▸ Activity
Only the lines from the one that contains "Mark the innermost point of each instance of the street" through the last line of the data below should be duplicated, exactly and without pictures.

Point-per-instance localization data
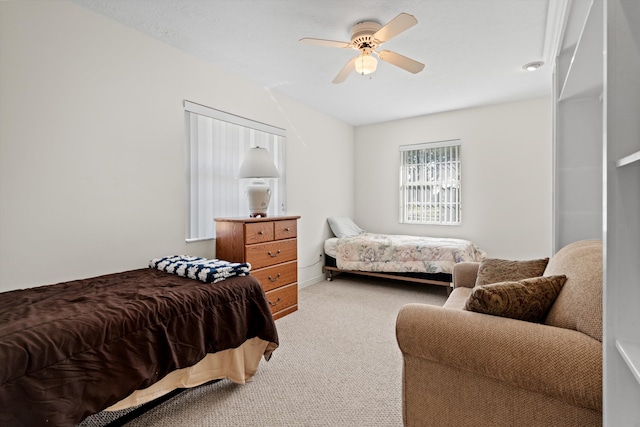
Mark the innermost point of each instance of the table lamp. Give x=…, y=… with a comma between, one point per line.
x=257, y=164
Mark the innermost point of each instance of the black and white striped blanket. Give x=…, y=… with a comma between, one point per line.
x=205, y=270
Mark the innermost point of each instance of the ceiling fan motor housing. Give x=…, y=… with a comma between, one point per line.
x=362, y=34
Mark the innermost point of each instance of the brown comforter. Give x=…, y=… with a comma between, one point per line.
x=72, y=349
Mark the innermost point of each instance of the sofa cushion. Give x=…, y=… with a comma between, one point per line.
x=527, y=299
x=494, y=270
x=457, y=298
x=579, y=305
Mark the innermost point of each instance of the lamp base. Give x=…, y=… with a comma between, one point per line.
x=259, y=196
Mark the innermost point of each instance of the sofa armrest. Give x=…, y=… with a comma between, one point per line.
x=464, y=274
x=562, y=363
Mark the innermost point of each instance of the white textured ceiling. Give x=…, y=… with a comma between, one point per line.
x=474, y=50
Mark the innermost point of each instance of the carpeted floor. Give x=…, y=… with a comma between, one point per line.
x=338, y=364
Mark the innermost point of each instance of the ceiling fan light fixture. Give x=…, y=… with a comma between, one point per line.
x=366, y=64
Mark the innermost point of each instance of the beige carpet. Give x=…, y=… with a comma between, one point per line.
x=338, y=364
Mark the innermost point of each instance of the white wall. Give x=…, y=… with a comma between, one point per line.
x=92, y=168
x=506, y=175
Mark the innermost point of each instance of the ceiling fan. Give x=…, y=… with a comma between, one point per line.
x=366, y=37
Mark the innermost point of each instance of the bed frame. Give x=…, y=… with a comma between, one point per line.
x=440, y=279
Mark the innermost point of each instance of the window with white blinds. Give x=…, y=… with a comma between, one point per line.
x=430, y=178
x=216, y=145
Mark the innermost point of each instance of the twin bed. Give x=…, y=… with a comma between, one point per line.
x=400, y=257
x=73, y=349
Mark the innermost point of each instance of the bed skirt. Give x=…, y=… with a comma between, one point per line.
x=238, y=365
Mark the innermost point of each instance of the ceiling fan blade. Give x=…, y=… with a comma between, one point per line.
x=401, y=61
x=323, y=42
x=344, y=73
x=397, y=25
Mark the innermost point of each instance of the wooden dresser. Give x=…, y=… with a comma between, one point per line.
x=270, y=245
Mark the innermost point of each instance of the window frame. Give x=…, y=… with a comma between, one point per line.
x=446, y=175
x=212, y=187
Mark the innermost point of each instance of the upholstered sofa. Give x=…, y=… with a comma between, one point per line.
x=464, y=368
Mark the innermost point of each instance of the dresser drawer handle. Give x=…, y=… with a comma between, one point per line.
x=273, y=304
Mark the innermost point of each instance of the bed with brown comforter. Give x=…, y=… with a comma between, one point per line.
x=73, y=349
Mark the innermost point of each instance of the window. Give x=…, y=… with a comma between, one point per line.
x=430, y=183
x=216, y=144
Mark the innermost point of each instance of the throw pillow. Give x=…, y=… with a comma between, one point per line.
x=494, y=270
x=343, y=226
x=528, y=299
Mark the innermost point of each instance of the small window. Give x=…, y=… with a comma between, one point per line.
x=430, y=183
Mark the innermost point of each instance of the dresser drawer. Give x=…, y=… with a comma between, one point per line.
x=277, y=275
x=258, y=232
x=285, y=229
x=283, y=298
x=266, y=254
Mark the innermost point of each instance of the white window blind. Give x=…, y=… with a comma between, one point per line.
x=216, y=145
x=430, y=178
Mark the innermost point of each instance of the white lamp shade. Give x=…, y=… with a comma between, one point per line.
x=366, y=64
x=257, y=163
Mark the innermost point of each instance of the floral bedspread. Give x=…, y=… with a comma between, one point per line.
x=400, y=253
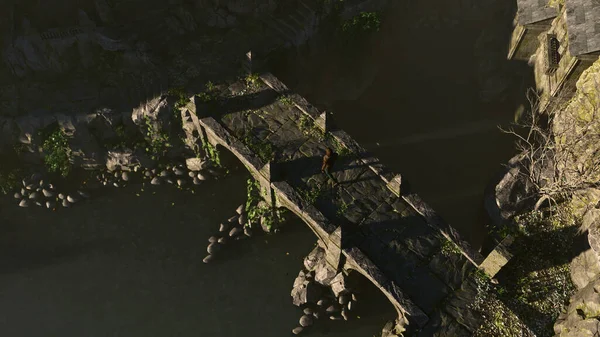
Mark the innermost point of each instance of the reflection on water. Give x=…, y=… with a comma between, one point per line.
x=425, y=95
x=121, y=265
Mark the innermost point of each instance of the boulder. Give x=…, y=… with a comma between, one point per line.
x=213, y=248
x=324, y=274
x=235, y=231
x=338, y=285
x=306, y=320
x=306, y=293
x=240, y=209
x=582, y=314
x=314, y=258
x=124, y=160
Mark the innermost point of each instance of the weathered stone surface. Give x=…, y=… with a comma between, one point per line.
x=306, y=320
x=580, y=318
x=213, y=248
x=314, y=258
x=235, y=231
x=584, y=268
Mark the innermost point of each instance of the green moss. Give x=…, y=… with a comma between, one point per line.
x=57, y=153
x=364, y=22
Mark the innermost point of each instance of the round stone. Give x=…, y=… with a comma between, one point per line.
x=213, y=248
x=331, y=309
x=242, y=219
x=178, y=171
x=235, y=231
x=306, y=320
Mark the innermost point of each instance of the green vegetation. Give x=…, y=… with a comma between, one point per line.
x=308, y=128
x=343, y=207
x=311, y=195
x=264, y=150
x=157, y=142
x=212, y=152
x=252, y=81
x=57, y=153
x=450, y=248
x=364, y=22
x=286, y=100
x=537, y=281
x=209, y=93
x=265, y=212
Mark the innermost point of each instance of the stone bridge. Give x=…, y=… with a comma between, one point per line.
x=371, y=223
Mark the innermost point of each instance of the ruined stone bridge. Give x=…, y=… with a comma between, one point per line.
x=370, y=223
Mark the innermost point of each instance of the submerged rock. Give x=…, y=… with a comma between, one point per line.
x=240, y=209
x=235, y=231
x=306, y=320
x=213, y=248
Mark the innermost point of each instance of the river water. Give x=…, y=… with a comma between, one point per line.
x=425, y=94
x=123, y=265
x=127, y=265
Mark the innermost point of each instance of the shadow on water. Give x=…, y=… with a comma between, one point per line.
x=424, y=94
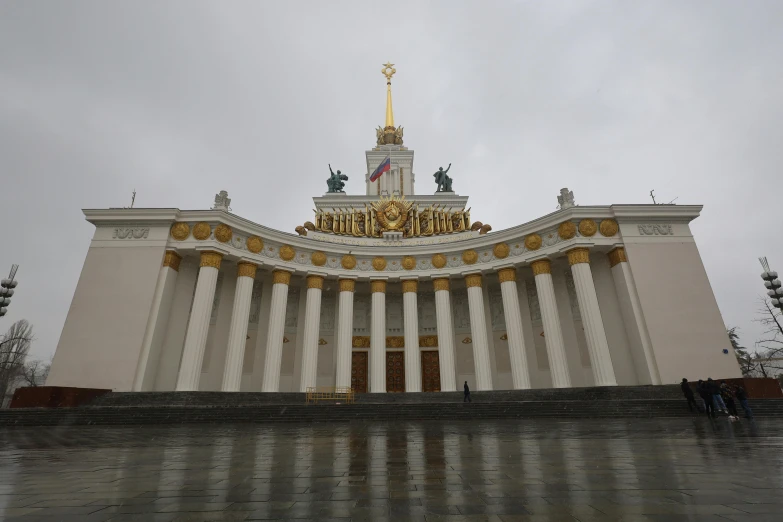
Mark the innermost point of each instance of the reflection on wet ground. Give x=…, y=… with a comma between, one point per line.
x=602, y=470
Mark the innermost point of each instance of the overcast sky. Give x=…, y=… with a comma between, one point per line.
x=180, y=99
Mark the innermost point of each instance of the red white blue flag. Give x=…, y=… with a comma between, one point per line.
x=385, y=166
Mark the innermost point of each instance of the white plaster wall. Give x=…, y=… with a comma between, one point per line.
x=686, y=328
x=101, y=340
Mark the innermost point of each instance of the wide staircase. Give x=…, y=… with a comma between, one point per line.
x=137, y=408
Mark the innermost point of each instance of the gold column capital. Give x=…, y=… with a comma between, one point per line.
x=507, y=274
x=441, y=283
x=211, y=259
x=473, y=280
x=578, y=255
x=347, y=285
x=171, y=259
x=617, y=256
x=281, y=277
x=314, y=281
x=246, y=270
x=542, y=266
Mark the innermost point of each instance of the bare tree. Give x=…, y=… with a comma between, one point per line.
x=14, y=346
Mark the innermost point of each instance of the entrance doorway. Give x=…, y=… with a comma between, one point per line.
x=395, y=372
x=359, y=372
x=430, y=371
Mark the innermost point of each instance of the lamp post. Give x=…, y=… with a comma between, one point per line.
x=772, y=283
x=7, y=290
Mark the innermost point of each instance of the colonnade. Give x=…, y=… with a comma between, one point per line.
x=579, y=259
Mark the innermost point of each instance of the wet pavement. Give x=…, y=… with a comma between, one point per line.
x=536, y=470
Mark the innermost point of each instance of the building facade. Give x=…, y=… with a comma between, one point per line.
x=391, y=291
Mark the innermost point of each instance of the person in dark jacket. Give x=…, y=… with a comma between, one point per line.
x=688, y=392
x=706, y=396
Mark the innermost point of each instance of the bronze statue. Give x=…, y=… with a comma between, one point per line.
x=335, y=182
x=443, y=181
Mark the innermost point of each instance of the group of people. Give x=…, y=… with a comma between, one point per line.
x=717, y=397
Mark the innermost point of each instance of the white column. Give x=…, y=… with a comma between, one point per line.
x=553, y=334
x=411, y=326
x=600, y=359
x=635, y=326
x=520, y=375
x=345, y=333
x=478, y=331
x=274, y=338
x=159, y=315
x=198, y=326
x=237, y=331
x=315, y=284
x=448, y=370
x=378, y=338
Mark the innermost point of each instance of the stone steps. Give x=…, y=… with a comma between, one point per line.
x=361, y=412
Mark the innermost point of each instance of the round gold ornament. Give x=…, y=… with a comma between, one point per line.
x=587, y=227
x=201, y=231
x=180, y=231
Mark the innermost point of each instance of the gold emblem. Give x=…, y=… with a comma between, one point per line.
x=201, y=231
x=608, y=227
x=587, y=227
x=180, y=231
x=223, y=233
x=533, y=242
x=566, y=230
x=254, y=244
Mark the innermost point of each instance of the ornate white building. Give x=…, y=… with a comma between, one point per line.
x=391, y=291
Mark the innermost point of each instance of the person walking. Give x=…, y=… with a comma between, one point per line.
x=706, y=396
x=742, y=396
x=714, y=389
x=688, y=392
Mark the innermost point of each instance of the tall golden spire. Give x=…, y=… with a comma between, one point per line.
x=388, y=71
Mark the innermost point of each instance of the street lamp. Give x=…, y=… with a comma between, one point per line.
x=771, y=281
x=7, y=290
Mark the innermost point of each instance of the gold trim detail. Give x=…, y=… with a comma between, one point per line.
x=287, y=253
x=428, y=341
x=247, y=270
x=608, y=227
x=171, y=259
x=617, y=256
x=578, y=255
x=507, y=274
x=348, y=262
x=318, y=258
x=254, y=244
x=180, y=231
x=223, y=233
x=473, y=280
x=469, y=257
x=314, y=281
x=442, y=283
x=587, y=227
x=501, y=250
x=347, y=285
x=281, y=277
x=542, y=266
x=410, y=285
x=201, y=231
x=533, y=242
x=566, y=230
x=379, y=263
x=211, y=259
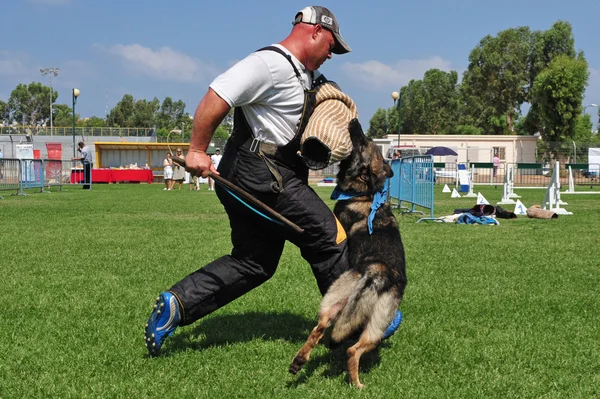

▸ Solution to the problem
Mark the innermost point of each instance of the street lamp. Give x=…, y=… with a comma between, one point per line.
x=771, y=281
x=7, y=290
Mark the innermost point of each instance of the gold trim detail. Give x=…, y=… with a comma between, one point per line.
x=287, y=253
x=428, y=341
x=247, y=270
x=608, y=227
x=171, y=259
x=617, y=256
x=578, y=255
x=507, y=274
x=348, y=262
x=318, y=258
x=254, y=244
x=180, y=231
x=223, y=233
x=473, y=280
x=469, y=257
x=314, y=281
x=442, y=283
x=587, y=227
x=501, y=250
x=347, y=285
x=281, y=277
x=542, y=266
x=410, y=285
x=201, y=231
x=533, y=242
x=566, y=230
x=379, y=263
x=211, y=259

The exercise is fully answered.